Переведите на английский язык следующее предложение из текста о Мериме: «Похоже, Мериме первым понял, каким жутким может быть нарочито бесхитростное описание войны, и в этом предвосхитил «Севастопольские рассказы» и батальные эпизоды «Войны и мира» — сделав это тогда, когда Лев Толстой еще не знал грамоте».

*** ФРАГМЕНТ ТЕКСТА

Стиль предельно сдержанный, в полном соответствии с тургеневской характеристикой Мериме: «Похож на свои сочинения — холоден, тонок, изящен, с сильно развитым чувством красоты и меры и с совершенным отсутствием не только какой-нибудь веры, но даже энтузиазма». Если есть следы романтизма в «Кармен», как и в «Письмах из Испании», то лишь в восторге автора перед разбойниками и контрабандистами, восторге сугубо интеллигентском. Вообще же Мериме стилистически весь обращен в ту литературу, которая только собиралась появиться. Его «Взятие редута» — поразительный прото-Толстой. Похоже, Мериме первым понял, каким жутким может быть нарочито бесхитростное описание войны, и в этом предвосхитил «Севастопольские рассказы» и батальные эпизоды «Войны и мира» — сделав это тогда, когда Лев Толстой еще не знал грамоте. Что до отношения к любви, то подлинный тонкогубый Мериме — в письмах: «…Все это ужасно — и ответственность перед женщиной, и заботы о ней, и то будущее, на которое ее обрекаешь. Как-то у меня был кот, и я очень любил с ним играть. Но когда у него появлялось желание навестить кошек на крыше или мышей в погребе, я задавал себе вопрос, могу ли я удерживать его около себя ради своего собственного удовольствия. И точно такой же вопрос задавал бы я себе, и с еще большими угрызениями совести, относительно женщины». Любопытно, что именно этот рационалист с банально-сексистским кредо (женщина — кошка), «сухой и иронический» (Франс), оказался создателем образа Кармен.

******
*** ИЗВЛЕЧЁННЫЕ ДАННЫЕ

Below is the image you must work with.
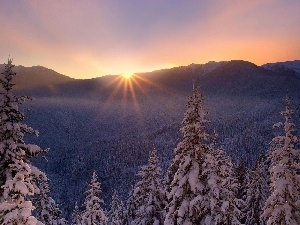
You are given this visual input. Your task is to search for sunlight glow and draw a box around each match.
[122,73,134,79]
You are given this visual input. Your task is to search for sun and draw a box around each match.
[122,73,133,80]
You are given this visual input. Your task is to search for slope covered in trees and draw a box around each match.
[0,58,300,221]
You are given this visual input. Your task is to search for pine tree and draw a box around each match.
[202,134,242,225]
[131,148,165,225]
[124,186,137,225]
[262,97,300,225]
[109,191,124,225]
[71,202,82,225]
[235,157,250,224]
[82,171,107,225]
[244,154,269,225]
[34,180,66,225]
[164,87,209,225]
[0,59,46,225]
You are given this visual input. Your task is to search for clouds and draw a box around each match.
[0,0,300,77]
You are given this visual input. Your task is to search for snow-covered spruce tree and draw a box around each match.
[0,59,46,225]
[109,191,124,225]
[262,97,300,225]
[244,154,270,225]
[81,171,107,225]
[131,147,166,225]
[124,186,137,225]
[234,157,250,224]
[33,179,67,225]
[201,133,242,225]
[164,87,210,225]
[71,202,82,225]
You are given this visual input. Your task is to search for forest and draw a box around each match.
[0,60,300,225]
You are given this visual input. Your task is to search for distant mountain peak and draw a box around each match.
[262,60,300,78]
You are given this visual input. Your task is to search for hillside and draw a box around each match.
[2,61,300,216]
[0,64,74,91]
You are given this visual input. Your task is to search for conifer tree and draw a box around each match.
[82,171,107,225]
[0,59,46,225]
[131,148,166,225]
[262,97,300,225]
[109,191,124,225]
[124,186,137,225]
[34,179,66,225]
[202,134,242,225]
[244,154,269,225]
[164,87,209,225]
[235,157,250,224]
[71,202,82,225]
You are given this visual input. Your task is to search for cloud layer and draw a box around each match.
[0,0,300,78]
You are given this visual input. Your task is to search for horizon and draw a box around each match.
[0,0,300,79]
[0,59,300,80]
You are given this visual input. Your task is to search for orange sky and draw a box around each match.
[0,0,300,78]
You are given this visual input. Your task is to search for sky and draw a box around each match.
[0,0,300,79]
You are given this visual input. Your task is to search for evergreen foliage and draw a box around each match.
[0,59,46,225]
[124,186,137,225]
[34,180,66,225]
[131,147,166,225]
[81,171,107,225]
[71,202,81,225]
[202,134,242,225]
[244,154,270,225]
[262,97,300,225]
[109,191,124,225]
[164,87,209,225]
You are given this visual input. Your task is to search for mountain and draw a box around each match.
[0,64,74,91]
[262,60,300,77]
[2,60,300,217]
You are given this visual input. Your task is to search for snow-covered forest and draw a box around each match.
[0,60,300,225]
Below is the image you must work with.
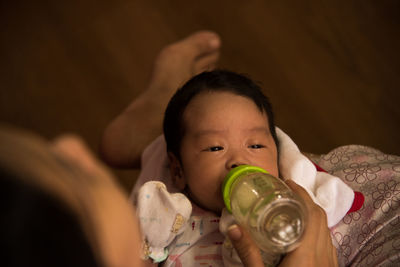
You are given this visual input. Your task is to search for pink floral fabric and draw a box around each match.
[310,145,400,266]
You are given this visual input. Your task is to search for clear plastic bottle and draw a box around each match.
[222,165,307,266]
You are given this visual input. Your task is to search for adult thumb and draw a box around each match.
[228,224,264,267]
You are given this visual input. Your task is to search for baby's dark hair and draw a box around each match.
[163,70,279,159]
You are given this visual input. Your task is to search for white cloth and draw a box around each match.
[132,127,354,227]
[131,128,354,266]
[137,181,192,262]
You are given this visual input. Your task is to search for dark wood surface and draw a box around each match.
[0,0,400,192]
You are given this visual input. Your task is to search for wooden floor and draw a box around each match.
[0,0,400,192]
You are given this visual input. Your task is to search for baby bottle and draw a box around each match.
[222,165,307,266]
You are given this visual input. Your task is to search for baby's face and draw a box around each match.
[181,92,278,212]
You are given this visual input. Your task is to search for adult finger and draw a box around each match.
[228,224,264,267]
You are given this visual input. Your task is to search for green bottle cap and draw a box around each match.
[222,165,268,213]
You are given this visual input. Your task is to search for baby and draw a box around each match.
[133,71,360,266]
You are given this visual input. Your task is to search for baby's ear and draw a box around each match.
[168,152,186,191]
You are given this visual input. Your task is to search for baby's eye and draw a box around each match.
[206,146,224,152]
[249,144,265,149]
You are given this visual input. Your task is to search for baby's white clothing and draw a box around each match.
[131,128,360,266]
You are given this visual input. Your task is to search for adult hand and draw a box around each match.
[228,181,338,267]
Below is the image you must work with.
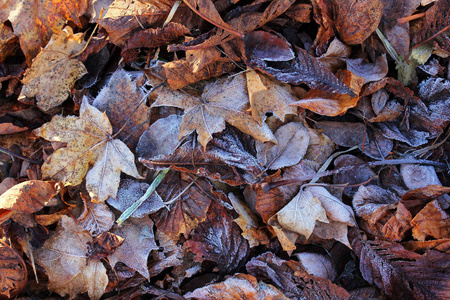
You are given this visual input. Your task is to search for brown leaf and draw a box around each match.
[34,98,140,202]
[244,31,355,96]
[0,0,88,65]
[184,273,289,300]
[138,116,263,185]
[152,74,275,148]
[163,56,236,90]
[246,70,298,123]
[352,229,450,299]
[108,217,158,279]
[292,70,364,117]
[0,241,27,299]
[36,216,108,299]
[92,69,149,149]
[333,0,383,45]
[246,252,350,300]
[183,0,243,37]
[256,122,309,170]
[152,171,214,240]
[185,201,249,273]
[411,200,450,241]
[22,26,87,111]
[0,180,60,225]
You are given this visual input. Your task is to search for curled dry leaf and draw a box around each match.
[108,217,158,279]
[0,180,60,225]
[184,273,289,300]
[0,0,89,65]
[292,70,364,117]
[152,74,275,148]
[246,252,350,300]
[36,216,108,299]
[34,99,140,202]
[256,122,309,170]
[22,26,87,111]
[0,241,27,299]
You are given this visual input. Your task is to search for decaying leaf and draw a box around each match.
[256,122,309,170]
[152,74,275,148]
[184,273,289,300]
[34,99,140,202]
[0,241,27,299]
[36,216,108,299]
[22,26,87,111]
[108,217,158,279]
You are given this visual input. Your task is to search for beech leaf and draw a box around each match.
[34,99,140,202]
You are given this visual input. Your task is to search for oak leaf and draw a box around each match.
[36,216,108,299]
[152,74,275,148]
[34,99,140,202]
[22,26,87,111]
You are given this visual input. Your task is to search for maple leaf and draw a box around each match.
[0,0,89,65]
[34,98,140,202]
[36,216,108,299]
[19,26,87,111]
[152,74,276,148]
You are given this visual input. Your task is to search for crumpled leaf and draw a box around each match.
[246,252,350,300]
[244,31,355,96]
[352,229,450,299]
[92,69,149,149]
[35,216,108,299]
[411,200,450,241]
[0,0,89,65]
[0,241,27,299]
[34,99,140,202]
[106,178,166,218]
[245,70,298,123]
[184,273,289,300]
[269,190,329,239]
[185,201,249,273]
[22,26,87,111]
[152,74,275,148]
[292,70,364,117]
[108,217,158,279]
[256,122,309,170]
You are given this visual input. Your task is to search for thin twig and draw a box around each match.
[261,158,448,193]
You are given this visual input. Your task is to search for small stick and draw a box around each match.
[261,158,448,193]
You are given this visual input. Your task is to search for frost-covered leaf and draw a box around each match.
[22,26,87,111]
[36,216,108,299]
[108,217,158,279]
[34,99,140,202]
[256,122,309,170]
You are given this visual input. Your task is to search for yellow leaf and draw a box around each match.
[34,99,140,202]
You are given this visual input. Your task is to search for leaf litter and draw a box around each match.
[0,0,450,299]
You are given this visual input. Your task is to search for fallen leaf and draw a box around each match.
[36,216,108,299]
[184,273,289,300]
[256,122,309,170]
[0,241,27,299]
[291,70,364,117]
[152,74,275,148]
[22,26,87,111]
[352,229,450,299]
[246,252,349,300]
[108,217,158,279]
[269,190,328,239]
[245,70,298,123]
[92,69,149,149]
[333,0,383,45]
[0,0,88,65]
[185,201,249,273]
[34,99,140,202]
[244,31,355,96]
[411,200,450,242]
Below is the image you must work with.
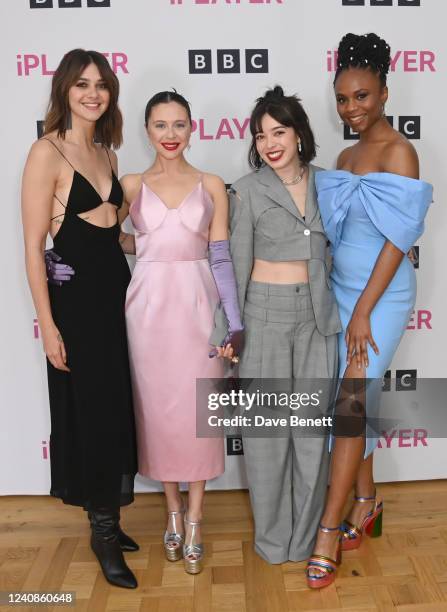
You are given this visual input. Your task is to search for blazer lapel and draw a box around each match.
[258,166,304,223]
[306,164,319,227]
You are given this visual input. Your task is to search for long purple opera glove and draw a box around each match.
[44,249,75,287]
[208,240,244,357]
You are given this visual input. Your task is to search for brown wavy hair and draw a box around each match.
[44,49,123,149]
[248,85,317,169]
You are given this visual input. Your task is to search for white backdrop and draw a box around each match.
[0,0,447,494]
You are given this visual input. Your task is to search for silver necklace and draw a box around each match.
[281,166,305,187]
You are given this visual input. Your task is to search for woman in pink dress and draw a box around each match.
[120,92,242,573]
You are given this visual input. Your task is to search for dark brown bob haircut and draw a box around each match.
[248,85,317,169]
[44,49,123,149]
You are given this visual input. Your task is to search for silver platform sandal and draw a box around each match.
[163,508,185,561]
[183,515,203,574]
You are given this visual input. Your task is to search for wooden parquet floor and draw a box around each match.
[0,481,447,612]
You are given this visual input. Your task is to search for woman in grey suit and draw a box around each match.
[211,86,341,563]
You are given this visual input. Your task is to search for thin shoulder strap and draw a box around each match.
[103,145,113,172]
[42,136,76,170]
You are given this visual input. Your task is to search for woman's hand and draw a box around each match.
[42,325,70,372]
[209,329,245,364]
[345,310,379,370]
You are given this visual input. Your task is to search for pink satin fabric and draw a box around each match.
[126,181,224,482]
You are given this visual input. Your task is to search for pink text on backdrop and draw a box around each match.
[192,117,250,140]
[17,52,129,76]
[407,310,432,329]
[326,50,436,72]
[377,429,428,448]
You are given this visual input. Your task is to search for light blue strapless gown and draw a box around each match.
[315,170,433,457]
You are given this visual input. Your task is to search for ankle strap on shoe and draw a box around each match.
[318,523,340,533]
[354,495,377,504]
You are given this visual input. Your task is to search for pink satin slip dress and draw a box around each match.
[126,180,224,482]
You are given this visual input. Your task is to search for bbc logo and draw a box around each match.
[188,49,269,74]
[29,0,110,8]
[344,115,421,140]
[382,370,417,391]
[227,436,244,455]
[342,0,421,6]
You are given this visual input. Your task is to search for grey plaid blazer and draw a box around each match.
[210,164,341,345]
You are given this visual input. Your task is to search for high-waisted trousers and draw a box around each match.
[239,281,337,563]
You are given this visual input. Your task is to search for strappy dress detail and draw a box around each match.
[47,139,137,509]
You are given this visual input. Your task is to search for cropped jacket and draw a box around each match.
[210,164,341,345]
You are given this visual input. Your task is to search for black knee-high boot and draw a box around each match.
[89,508,138,589]
[88,510,140,552]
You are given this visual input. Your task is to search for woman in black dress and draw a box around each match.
[22,49,138,588]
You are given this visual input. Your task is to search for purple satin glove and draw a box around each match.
[208,240,244,357]
[44,249,75,287]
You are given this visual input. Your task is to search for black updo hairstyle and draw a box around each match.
[144,89,192,127]
[248,85,317,169]
[334,33,391,87]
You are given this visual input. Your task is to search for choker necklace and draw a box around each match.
[281,166,305,187]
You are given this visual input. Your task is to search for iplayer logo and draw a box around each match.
[29,0,110,8]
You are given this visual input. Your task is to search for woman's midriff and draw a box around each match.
[251,259,309,285]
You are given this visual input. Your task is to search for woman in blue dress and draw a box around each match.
[307,34,432,588]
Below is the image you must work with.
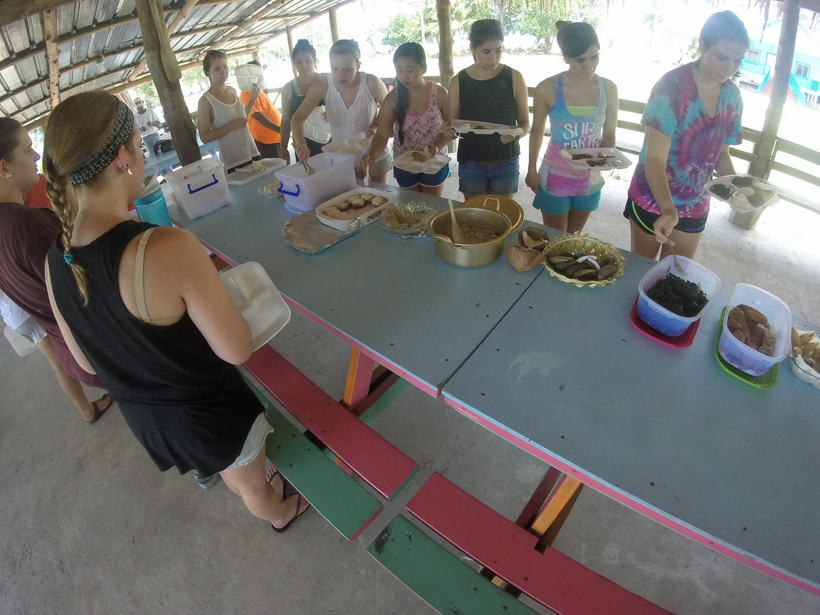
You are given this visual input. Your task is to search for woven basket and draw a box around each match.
[543,233,624,287]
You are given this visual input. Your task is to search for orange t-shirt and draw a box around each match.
[239,92,282,144]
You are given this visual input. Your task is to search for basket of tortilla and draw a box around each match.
[558,147,632,171]
[705,174,780,212]
[450,120,524,136]
[393,151,450,175]
[316,188,395,233]
[543,233,624,287]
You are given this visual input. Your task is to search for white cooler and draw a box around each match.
[275,152,357,213]
[165,158,231,220]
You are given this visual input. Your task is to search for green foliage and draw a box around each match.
[381,6,438,47]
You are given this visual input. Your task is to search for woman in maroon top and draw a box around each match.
[0,118,111,423]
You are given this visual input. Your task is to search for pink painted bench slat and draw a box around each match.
[407,473,668,615]
[245,346,418,499]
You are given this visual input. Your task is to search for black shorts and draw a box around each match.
[624,197,708,235]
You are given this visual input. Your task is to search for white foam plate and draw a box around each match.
[227,158,288,186]
[393,152,450,175]
[450,120,524,136]
[220,261,290,350]
[558,147,632,171]
[322,133,372,156]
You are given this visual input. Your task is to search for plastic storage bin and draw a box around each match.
[165,158,231,220]
[638,256,720,337]
[275,152,357,213]
[232,64,265,92]
[718,284,792,376]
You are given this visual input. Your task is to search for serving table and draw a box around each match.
[171,171,820,608]
[443,252,820,595]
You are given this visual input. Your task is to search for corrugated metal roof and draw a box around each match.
[0,0,345,123]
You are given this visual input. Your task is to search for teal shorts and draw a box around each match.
[532,186,601,216]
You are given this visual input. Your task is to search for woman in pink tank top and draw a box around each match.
[362,43,455,196]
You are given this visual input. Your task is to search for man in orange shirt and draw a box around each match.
[239,61,282,158]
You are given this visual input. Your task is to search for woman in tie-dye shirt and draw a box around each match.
[624,11,749,258]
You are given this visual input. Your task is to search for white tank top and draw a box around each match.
[325,71,389,164]
[204,87,259,169]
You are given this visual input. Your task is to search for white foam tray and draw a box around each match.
[227,158,288,186]
[220,261,290,350]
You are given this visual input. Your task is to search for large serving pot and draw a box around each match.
[430,207,512,269]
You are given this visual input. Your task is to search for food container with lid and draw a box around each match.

******

** ОТВЕТ **
It seems that Mérimée was the first to understand how terrifying a deliberately artless description of war can be, and in this he anticipated "Sevastopol Sketches" and the battle episodes of "War and Peace," doing so at a time when Leo Tolstoy could not yet read or write.